What to do:
How many lines of the material below contain the string "dark"? Reply with the number alone.

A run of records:
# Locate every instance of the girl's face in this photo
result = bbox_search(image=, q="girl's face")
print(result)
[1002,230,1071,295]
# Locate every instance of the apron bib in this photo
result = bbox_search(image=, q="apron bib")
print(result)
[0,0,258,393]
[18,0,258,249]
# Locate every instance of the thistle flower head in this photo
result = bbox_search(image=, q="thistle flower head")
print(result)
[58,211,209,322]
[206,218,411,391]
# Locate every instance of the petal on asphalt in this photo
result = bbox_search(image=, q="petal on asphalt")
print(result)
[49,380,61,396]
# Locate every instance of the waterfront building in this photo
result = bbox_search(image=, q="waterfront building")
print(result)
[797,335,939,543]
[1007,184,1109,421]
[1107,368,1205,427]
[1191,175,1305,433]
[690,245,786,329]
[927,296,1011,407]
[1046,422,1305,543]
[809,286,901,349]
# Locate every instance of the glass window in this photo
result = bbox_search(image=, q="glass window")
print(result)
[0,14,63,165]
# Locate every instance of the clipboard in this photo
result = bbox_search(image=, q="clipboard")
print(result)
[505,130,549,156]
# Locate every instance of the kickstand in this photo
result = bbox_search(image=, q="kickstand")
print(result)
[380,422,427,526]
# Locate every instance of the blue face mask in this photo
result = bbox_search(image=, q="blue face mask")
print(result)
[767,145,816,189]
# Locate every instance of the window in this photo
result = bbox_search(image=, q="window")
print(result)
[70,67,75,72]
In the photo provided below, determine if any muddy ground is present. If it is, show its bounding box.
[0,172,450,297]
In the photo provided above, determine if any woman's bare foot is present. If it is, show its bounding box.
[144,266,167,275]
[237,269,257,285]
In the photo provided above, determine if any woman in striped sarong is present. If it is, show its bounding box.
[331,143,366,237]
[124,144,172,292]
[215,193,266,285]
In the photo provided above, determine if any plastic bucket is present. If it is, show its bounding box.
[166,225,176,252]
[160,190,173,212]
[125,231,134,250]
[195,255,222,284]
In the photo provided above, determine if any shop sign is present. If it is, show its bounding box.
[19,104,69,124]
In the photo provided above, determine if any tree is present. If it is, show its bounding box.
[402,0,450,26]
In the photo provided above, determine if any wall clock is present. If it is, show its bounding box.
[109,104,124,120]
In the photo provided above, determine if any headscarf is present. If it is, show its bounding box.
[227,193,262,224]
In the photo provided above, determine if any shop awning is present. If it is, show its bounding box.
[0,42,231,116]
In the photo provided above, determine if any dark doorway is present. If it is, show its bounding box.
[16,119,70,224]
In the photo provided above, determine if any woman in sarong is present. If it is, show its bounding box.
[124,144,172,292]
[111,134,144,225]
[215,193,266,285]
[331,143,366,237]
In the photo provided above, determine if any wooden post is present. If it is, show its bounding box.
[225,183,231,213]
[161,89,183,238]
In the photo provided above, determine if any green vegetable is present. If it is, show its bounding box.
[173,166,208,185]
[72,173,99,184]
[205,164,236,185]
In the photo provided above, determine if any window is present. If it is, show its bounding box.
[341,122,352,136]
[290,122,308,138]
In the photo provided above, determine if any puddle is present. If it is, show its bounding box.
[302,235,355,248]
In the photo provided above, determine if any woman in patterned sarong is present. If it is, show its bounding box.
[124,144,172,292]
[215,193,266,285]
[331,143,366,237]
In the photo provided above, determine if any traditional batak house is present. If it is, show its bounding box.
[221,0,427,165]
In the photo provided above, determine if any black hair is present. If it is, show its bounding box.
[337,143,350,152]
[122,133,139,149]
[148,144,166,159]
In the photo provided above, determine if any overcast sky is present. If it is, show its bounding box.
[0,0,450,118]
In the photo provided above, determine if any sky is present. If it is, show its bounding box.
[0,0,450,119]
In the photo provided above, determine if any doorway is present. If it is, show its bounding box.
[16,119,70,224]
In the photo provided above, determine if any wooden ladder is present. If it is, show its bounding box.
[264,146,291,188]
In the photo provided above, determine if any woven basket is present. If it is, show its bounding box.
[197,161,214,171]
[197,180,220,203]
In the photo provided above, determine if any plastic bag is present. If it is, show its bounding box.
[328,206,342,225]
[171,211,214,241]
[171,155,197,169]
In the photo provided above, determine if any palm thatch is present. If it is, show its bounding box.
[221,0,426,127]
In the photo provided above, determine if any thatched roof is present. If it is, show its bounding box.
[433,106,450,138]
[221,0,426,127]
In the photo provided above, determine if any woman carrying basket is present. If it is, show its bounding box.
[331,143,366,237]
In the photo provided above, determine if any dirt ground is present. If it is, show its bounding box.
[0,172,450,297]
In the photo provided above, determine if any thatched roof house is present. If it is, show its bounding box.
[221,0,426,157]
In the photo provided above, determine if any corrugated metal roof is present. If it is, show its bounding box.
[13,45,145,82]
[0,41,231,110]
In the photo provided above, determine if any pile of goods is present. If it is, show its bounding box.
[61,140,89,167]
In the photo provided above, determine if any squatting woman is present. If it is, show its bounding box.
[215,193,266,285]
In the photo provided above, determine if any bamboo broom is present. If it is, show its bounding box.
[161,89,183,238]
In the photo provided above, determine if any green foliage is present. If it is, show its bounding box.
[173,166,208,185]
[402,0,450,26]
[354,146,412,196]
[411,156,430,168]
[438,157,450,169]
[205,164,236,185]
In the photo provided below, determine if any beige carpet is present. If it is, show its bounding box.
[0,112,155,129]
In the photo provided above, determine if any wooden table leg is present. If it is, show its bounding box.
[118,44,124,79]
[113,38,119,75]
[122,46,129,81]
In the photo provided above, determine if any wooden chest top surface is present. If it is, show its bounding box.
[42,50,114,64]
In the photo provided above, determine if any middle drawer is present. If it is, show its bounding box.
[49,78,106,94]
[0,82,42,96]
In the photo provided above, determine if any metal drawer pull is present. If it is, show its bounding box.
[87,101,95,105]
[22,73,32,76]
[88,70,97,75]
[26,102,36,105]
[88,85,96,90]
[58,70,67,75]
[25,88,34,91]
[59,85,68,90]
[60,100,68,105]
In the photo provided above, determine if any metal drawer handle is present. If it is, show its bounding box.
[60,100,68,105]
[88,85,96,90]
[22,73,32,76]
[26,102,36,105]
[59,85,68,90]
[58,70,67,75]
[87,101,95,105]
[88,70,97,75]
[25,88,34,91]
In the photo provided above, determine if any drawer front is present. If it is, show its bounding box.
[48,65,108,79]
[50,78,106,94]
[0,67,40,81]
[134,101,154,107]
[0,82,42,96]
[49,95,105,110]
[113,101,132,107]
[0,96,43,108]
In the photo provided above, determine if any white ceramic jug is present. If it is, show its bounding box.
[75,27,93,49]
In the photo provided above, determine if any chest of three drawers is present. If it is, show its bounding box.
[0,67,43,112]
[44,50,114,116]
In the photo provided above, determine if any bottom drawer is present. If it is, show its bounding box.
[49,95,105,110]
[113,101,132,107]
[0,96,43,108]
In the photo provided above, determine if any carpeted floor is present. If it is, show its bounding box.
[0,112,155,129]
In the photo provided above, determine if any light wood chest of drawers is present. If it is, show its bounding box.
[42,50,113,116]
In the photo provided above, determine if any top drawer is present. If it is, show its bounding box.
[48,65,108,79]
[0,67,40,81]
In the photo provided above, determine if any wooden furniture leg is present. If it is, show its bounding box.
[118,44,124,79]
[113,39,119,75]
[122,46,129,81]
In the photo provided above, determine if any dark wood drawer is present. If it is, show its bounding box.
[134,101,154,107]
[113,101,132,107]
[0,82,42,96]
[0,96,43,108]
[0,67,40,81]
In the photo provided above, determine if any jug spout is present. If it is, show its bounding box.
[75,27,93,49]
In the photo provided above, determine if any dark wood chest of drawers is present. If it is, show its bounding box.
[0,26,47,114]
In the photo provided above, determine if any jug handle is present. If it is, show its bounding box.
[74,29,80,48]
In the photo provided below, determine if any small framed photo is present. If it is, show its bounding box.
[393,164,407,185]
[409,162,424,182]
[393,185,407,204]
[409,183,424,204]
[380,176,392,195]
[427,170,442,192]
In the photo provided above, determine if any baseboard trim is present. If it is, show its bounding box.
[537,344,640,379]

Response for this exercise:
3